Estratto ▸
—————
Abbiamo appreso la triste notizia della scomparsa di Luciano Caccia, classe 1931, ex corridore ciclista e dirigente del VC Mendrisio dal 1968 e per venti lunghi anni. Ai suoi parenti porgiamo le nostre più sincere condoglianze.

In suo ricordo pubblichiamo un articolo apparso su L’Informatore il 18 gennaio del 2008.

Luciano Caccia racconta la sua folgorante ma breve carriera ciclistica
In volata ero fortissimo..

Luciano Caccia, che ha corso dal ’47 al ’52 del Novecento, è il corridore ticinese che
ha vinto più gare (38) dopo Vitali (73).
Nato nel 1931 a Pignora di Novazzano, Luciano a 8 anni viene ad abitare a Stabio dove
rimane per i successivi 30.
Vivevo in una corte vicino alla Palazzetta, chiamata “Vaticano”. Era una vecchia casa e,
quando nevicava, bisognava mettere un sacco vicino alla porta per evitare che entrasse la
neve. A Stabio ho frequentato le elementari e le maggiori ed ho un ricordo bellissimo dei
maestri Mombelli, Vassalli, Pagani mi hanno insegnato molto. Ho ricevuto anche qualche
schiaffone perché ero un po’ vivace. A quei tempi reclamavo, ma ora, se fossero qui, li
ringrazierei! Mio papà, che era fornaciaio e guadagnava 280-300 fr. al mese, diceva una
parola al giorno, ma gli bastava un cenno, un’espressione del viso per farsi capire. Avevamo
molto più rispetto sia dei genitori, sia dei docenti.
—————
Voci fornite ▸

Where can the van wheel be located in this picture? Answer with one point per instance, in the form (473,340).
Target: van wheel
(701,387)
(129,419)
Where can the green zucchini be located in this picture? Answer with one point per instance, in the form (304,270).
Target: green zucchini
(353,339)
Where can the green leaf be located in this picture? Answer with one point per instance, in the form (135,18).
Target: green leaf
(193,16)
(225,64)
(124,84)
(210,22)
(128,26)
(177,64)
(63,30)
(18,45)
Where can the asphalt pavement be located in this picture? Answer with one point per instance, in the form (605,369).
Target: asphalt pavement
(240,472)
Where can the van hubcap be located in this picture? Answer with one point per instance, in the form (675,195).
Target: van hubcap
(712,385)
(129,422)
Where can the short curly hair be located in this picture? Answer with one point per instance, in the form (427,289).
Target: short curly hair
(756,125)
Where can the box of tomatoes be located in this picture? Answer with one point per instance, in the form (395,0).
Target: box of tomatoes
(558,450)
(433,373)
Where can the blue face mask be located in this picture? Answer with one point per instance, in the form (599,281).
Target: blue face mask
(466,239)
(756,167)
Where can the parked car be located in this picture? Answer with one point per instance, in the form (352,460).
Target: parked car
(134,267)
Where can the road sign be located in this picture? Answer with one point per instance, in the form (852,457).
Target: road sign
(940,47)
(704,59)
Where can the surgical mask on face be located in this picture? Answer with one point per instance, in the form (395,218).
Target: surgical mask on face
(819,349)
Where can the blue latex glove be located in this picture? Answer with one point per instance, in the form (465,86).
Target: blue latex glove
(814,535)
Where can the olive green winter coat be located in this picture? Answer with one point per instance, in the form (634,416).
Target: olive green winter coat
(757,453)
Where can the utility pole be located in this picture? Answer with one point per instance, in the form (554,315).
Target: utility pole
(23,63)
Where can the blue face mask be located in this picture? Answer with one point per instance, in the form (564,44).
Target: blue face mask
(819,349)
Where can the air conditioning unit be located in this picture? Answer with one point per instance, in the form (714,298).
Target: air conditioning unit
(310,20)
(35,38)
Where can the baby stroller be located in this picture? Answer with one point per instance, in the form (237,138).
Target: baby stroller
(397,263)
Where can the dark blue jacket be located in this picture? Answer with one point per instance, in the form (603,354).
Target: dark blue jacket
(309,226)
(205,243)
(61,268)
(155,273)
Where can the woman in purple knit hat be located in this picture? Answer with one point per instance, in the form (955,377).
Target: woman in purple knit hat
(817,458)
—————
Dettagli esercizio ▸
Rispondi alle domande seguenti usando l'estratto su Luciano Caccia.
(a) Da quale anno Luciano Caccia è stato dirigente del VC Mendrisio?
(b) Quante gare ha vinto Caccia come corridore?
(c) Che mestiere faceva suo padre e quanto guadagnava al mese?

Risposta scritta ▸
(a) Luciano Caccia è stato dirigente del VC Mendrisio dal 1968.
(b) Come corridore Caccia ha vinto 38 gare.
(c) Suo padre era fornaciaio e guadagnava 280-300 franchi al mese.